YOUR TASK:
Place every line of the entries below into a JSON list of strings, with one string per line and no blank lines.

----- PROVIDED INFORMATION -----

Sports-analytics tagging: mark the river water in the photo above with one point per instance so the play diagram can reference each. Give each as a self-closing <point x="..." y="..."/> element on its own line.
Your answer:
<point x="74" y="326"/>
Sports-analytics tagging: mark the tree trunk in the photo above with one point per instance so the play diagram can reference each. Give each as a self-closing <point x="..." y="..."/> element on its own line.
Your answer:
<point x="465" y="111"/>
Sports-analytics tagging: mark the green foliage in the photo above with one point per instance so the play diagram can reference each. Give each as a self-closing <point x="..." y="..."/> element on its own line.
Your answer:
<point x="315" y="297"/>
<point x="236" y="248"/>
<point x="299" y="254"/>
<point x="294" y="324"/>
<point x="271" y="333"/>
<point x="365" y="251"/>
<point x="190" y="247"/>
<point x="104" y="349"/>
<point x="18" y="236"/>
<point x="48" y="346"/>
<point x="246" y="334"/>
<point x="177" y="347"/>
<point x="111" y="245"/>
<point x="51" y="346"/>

-----

THE RESULT:
[
  "Sports-analytics tagging: mark the river water in the photo above with one point per instance so the play diagram can reference each. Give each as a self-closing <point x=\"...\" y=\"...\"/> element on its own line.",
  "Your answer:",
  "<point x=\"74\" y=\"326\"/>",
  "Sports-analytics tagging: mark the tree trunk in the photo above with one point per instance so the play diagram can reference each. Give each as a self-closing <point x=\"...\" y=\"...\"/> element on its own line.",
  "Your answer:",
  "<point x=\"465\" y=\"111\"/>",
  "Sports-analytics tagging: mark the green foliage in the photo above with one point per instance so the play diagram can reference each. Give each as a self-closing <point x=\"...\" y=\"...\"/> element on its own line.",
  "Your answer:",
  "<point x=\"315\" y=\"297\"/>",
  "<point x=\"236\" y=\"248\"/>",
  "<point x=\"299\" y=\"254\"/>",
  "<point x=\"294\" y=\"324\"/>",
  "<point x=\"271\" y=\"333\"/>",
  "<point x=\"365\" y=\"251\"/>",
  "<point x=\"190\" y=\"247\"/>",
  "<point x=\"104\" y=\"349\"/>",
  "<point x=\"18\" y=\"236\"/>",
  "<point x=\"48\" y=\"346\"/>",
  "<point x=\"246\" y=\"334\"/>",
  "<point x=\"177\" y=\"347\"/>",
  "<point x=\"111\" y=\"245\"/>",
  "<point x=\"51\" y=\"346\"/>"
]